INSTRUCTIONS FOR THE TASK —
Produce a word-for-word copy of the data below.

Dataset entries —
>>>

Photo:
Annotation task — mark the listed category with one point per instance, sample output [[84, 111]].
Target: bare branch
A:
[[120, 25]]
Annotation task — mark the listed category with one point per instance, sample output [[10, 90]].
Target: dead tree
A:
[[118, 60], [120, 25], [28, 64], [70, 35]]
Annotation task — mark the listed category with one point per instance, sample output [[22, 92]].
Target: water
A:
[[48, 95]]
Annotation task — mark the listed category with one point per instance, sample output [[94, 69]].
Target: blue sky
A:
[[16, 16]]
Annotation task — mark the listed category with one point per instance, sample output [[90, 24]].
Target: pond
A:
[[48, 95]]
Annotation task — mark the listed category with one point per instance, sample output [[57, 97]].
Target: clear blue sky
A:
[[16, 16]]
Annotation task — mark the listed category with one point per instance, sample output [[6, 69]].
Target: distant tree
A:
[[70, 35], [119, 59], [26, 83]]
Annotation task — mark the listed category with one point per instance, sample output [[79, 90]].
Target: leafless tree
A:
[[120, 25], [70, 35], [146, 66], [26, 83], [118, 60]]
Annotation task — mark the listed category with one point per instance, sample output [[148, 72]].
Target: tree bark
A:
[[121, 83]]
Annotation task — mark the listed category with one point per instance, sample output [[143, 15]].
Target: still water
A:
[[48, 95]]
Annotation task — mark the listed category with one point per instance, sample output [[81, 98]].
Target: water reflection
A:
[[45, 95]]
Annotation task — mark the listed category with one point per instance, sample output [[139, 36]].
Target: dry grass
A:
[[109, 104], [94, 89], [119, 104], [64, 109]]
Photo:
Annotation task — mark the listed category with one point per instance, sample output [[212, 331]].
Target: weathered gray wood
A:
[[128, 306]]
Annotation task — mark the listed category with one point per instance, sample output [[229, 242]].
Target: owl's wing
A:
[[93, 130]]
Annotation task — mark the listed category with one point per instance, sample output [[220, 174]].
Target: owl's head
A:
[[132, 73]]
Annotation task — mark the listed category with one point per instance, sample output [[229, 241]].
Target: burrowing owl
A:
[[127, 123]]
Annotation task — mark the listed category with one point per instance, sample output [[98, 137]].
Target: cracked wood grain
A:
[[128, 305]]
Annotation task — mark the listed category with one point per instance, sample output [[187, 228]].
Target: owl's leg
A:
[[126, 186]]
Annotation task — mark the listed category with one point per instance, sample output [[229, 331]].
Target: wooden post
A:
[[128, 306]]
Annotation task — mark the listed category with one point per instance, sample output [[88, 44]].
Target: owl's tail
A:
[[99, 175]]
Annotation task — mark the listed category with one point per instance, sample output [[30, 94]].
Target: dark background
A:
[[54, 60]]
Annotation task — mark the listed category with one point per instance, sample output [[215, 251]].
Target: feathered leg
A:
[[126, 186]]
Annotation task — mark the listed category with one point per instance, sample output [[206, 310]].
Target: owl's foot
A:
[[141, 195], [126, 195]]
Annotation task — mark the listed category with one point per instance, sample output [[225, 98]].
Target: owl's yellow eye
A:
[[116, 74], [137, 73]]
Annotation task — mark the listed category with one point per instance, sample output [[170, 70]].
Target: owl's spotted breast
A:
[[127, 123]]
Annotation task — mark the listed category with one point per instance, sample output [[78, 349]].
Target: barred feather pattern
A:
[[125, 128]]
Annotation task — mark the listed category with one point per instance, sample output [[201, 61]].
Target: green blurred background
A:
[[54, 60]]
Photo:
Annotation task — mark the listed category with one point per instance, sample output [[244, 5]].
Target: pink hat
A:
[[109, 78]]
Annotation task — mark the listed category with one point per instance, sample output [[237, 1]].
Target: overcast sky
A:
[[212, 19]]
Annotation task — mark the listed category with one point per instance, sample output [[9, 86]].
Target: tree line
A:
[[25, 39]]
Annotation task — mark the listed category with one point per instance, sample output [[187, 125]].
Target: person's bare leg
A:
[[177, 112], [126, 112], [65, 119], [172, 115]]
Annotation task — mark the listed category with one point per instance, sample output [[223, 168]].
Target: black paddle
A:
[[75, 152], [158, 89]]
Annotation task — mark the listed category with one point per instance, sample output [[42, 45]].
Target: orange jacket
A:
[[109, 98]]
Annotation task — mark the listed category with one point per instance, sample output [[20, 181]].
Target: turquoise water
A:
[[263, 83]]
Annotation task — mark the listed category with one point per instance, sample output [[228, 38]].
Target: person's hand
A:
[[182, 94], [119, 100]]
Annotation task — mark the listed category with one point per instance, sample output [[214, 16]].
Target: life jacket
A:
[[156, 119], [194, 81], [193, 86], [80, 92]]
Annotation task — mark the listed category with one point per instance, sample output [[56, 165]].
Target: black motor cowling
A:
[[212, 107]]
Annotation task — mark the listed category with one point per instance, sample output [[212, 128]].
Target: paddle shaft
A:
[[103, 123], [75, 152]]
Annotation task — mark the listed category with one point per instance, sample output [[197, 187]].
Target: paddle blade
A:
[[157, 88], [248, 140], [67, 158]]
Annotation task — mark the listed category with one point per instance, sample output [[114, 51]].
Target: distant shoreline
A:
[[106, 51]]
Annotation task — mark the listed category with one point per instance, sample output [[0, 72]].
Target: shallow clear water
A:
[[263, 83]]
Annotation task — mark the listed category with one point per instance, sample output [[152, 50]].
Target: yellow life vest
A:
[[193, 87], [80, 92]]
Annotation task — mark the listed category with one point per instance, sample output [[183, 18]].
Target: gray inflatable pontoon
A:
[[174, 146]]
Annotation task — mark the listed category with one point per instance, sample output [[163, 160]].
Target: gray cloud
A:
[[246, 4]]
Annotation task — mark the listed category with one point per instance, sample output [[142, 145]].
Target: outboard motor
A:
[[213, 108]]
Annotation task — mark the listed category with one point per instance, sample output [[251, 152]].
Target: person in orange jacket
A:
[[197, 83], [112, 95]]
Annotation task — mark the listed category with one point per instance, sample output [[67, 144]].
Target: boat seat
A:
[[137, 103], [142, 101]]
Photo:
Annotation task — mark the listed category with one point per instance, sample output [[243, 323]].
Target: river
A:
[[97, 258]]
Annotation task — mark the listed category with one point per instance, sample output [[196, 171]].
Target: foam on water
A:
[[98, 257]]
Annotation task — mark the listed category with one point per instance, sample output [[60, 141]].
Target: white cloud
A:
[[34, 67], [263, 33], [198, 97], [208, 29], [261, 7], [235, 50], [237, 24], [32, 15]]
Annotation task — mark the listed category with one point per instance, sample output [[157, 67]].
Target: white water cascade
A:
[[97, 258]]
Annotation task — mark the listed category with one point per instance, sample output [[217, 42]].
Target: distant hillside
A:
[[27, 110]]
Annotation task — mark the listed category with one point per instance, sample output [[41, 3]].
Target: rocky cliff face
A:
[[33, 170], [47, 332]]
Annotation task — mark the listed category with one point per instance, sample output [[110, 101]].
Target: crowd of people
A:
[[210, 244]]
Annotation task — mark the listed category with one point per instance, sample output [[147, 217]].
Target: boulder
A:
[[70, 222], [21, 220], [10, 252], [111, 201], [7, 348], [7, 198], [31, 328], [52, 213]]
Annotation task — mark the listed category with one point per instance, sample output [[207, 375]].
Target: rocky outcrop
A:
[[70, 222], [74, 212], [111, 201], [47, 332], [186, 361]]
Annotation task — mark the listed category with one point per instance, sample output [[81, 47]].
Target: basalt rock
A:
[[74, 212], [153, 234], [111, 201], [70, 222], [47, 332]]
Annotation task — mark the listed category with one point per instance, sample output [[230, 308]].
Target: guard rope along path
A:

<<<

RESULT OF THE EXERCISE —
Photo:
Annotation task — mark the listed category with one point per instance, sample output [[84, 111]].
Target: bare branch
A:
[[120, 25]]
Annotation task — mark the listed category with one point per instance, sample output [[10, 90]].
Target: dead tree
A:
[[118, 60], [120, 25], [28, 64], [70, 35]]
Annotation task — mark the listed category with one point per instance, sample output [[22, 92]].
Target: water
A:
[[48, 95]]
Annotation task — mark the listed category with one point per instance, sample output [[94, 69]].
Target: blue sky
A:
[[16, 16]]
Annotation task — mark the listed category with one point per instance, sample output [[90, 24]].
Target: pond
A:
[[48, 95]]
Annotation task — mark the listed category with one point per instance, sample output [[57, 97]].
Target: clear blue sky
A:
[[16, 16]]
Annotation task — mark the listed category with one point per instance, sample output [[6, 69]].
Target: distant tree
A:
[[70, 35], [119, 59], [26, 83]]
Annotation task — mark the listed category with one point per instance, sample output [[79, 90]].
Target: leafless tree
A:
[[120, 25], [70, 35], [146, 66], [26, 83], [118, 60]]
Annotation task — mark the listed category with one point per instance, sample output [[148, 72]].
Target: tree bark
A:
[[121, 83]]
Annotation task — mark the listed category with one point per instance, sample output [[143, 15]].
Target: still water
A:
[[48, 95]]
Annotation task — mark the listed category with one point per instance, sample output [[81, 98]].
Target: water reflection
A:
[[45, 95]]
Annotation task — mark the listed category with one point per instance, sample output [[139, 36]].
Target: dry grass
A:
[[109, 104], [94, 89], [119, 104], [64, 109]]
Photo:
Annotation task — mark the listed category with one point per instance, sample output [[212, 331]].
Target: weathered gray wood
A:
[[128, 306]]
Annotation task — mark the listed category with one point per instance, sample output [[229, 242]].
Target: owl's wing
A:
[[93, 130]]
Annotation task — mark the listed category with one point per instance, sample output [[220, 174]].
Target: owl's head
A:
[[132, 73]]
Annotation task — mark the listed category with one point per instance, sample output [[229, 241]].
Target: burrowing owl
A:
[[127, 123]]
Annotation task — mark the listed category with one point per instance, sample output [[98, 137]].
Target: cracked wood grain
A:
[[128, 305]]
Annotation task — mark the listed category with one point per instance, sample output [[187, 228]].
Target: owl's leg
A:
[[126, 186]]
Annotation task — mark the listed category with one point per instance, sample output [[229, 331]].
Target: wooden post
A:
[[128, 306]]
Annotation task — mark the listed category with one point per instance, sample output [[88, 44]].
Target: owl's tail
A:
[[99, 175]]
Annotation task — mark the listed category with one point per instance, sample output [[30, 94]].
Target: dark background
A:
[[54, 60]]
Annotation task — mark the listed category with one point per instance, sample output [[215, 251]].
Target: feathered leg
A:
[[126, 186]]
Annotation task — mark the listed category with one point per instance, sample output [[206, 310]].
Target: owl's foot
A:
[[141, 195], [126, 195]]
Annotation task — mark the listed category with one point per instance, sample output [[225, 98]].
Target: owl's yellow eye
A:
[[116, 74], [137, 73]]
Annotation task — mark the listed category with one point per instance, sample output [[170, 70]].
Target: owl's spotted breast
A:
[[127, 123]]
Annotation task — mark the listed category with one point per instance, sample output [[78, 349]].
Target: barred feather pattern
A:
[[125, 128]]
Annotation task — mark the listed category with one point per instance, sample output [[201, 61]].
Target: green blurred background
A:
[[54, 60]]
Photo:
Annotation task — mark the listed category with one point per instance, sample output [[244, 5]].
Target: pink hat
A:
[[109, 78]]
Annotation task — mark the listed category with one point per instance, sample output [[237, 1]].
Target: overcast sky
A:
[[212, 19]]
Annotation task — mark the listed category with one point per instance, sample output [[9, 86]].
Target: tree line
A:
[[25, 39]]
Annotation task — mark the listed category with one point per instance, sample output [[187, 125]].
Target: person's bare leg
A:
[[177, 112], [126, 112], [65, 119], [172, 115]]
Annotation task — mark the listed category with one point per instance, sample output [[223, 168]].
Target: black paddle
A:
[[75, 152], [158, 89]]
Annotation task — mark the listed category with one point per instance, sample output [[42, 45]].
Target: orange jacket
A:
[[109, 98]]
Annotation task — mark the listed category with one point per instance, sample output [[20, 181]].
Target: turquoise water
A:
[[263, 83]]
Annotation task — mark the listed category with one point per instance, sample output [[228, 38]].
Target: person's hand
A:
[[182, 94], [119, 100]]
Annotation task — mark the listed category with one point per instance, sample output [[214, 16]].
Target: life jacket
A:
[[156, 119], [194, 81], [193, 86], [80, 92]]
Annotation task — mark the listed category with one point per instance, sample output [[56, 165]].
Target: black motor cowling
A:
[[212, 107]]
Annotation task — mark the listed category with one point per instance, sample output [[212, 128]].
Target: paddle shaft
A:
[[103, 123], [75, 152]]
Annotation task — mark the listed category with one point per instance, sample output [[197, 187]].
Target: paddle blade
A:
[[157, 88], [248, 140], [67, 158]]
Annotation task — mark the listed category with one point per instance, sample output [[114, 51]].
Target: distant shoreline
A:
[[106, 51]]
Annotation task — mark the listed category with one point per instance, sample output [[0, 72]].
Target: shallow clear water
A:
[[263, 83]]
Annotation task — mark the listed category with one point per instance, sample output [[152, 50]].
Target: yellow life vest
A:
[[193, 87], [80, 92]]
Annotation task — mark the listed category with one point per instance, sample output [[183, 18]].
Target: gray inflatable pontoon
A:
[[174, 146]]
Annotation task — mark the listed category with one point per instance, sample output [[163, 160]].
Target: gray cloud
A:
[[246, 4]]
Annotation task — mark the listed category with one point per instance, sample output [[142, 145]].
Target: outboard motor
A:
[[213, 108]]
Annotation task — mark the listed category with one point per instance, sample output [[251, 152]].
Target: person in orange jacket
A:
[[197, 83], [112, 95]]
Annotation task — mark the listed category with one point per instance, sample output [[67, 144]].
Target: boat seat
A:
[[137, 103], [142, 101]]
Photo:
Annotation task — mark the listed category with one point per instance, sample output [[243, 323]].
Target: river
A:
[[97, 258]]
Annotation task — mark the listed category with one point per instance, sample output [[196, 171]].
Target: foam on water
A:
[[98, 257]]
Annotation task — mark the listed category with one point per instance, sample output [[60, 141]].
Target: white cloud
A:
[[34, 67], [263, 33], [198, 97], [208, 29], [261, 7], [235, 50], [237, 24], [32, 15]]
Annotation task — mark the listed category with one point per instance, sample output [[157, 67]].
Target: white water cascade
A:
[[97, 258]]
Annotation task — mark the listed category with one point per instance, sample output [[217, 42]].
Target: distant hillside
A:
[[27, 110]]
Annotation task — mark the listed category with one point per instance, sample output [[41, 3]].
Target: rocky cliff face
A:
[[33, 170], [47, 332]]
Annotation task — mark the listed category with one point per instance, sample output [[110, 101]].
Target: crowd of people
A:
[[210, 244]]
Annotation task — mark the listed category with one point per instance, sample output [[147, 217]].
Target: boulder
A:
[[70, 222], [21, 220], [10, 252], [111, 201], [7, 348], [7, 198], [31, 328], [52, 213]]
Annotation task — mark the listed category with one point per instance, sample output [[207, 375]].
Target: rocky outcrop
A:
[[70, 222], [74, 212], [111, 201], [47, 332], [186, 361]]
Annotation task — mark the listed category with one point per instance, sample output [[81, 47]].
Target: basalt rock
A:
[[74, 212], [153, 234], [111, 201], [70, 222], [47, 332]]
Annotation task — mark the listed category with one point per instance, sample output [[230, 308]].
Target: guard rope along path
A:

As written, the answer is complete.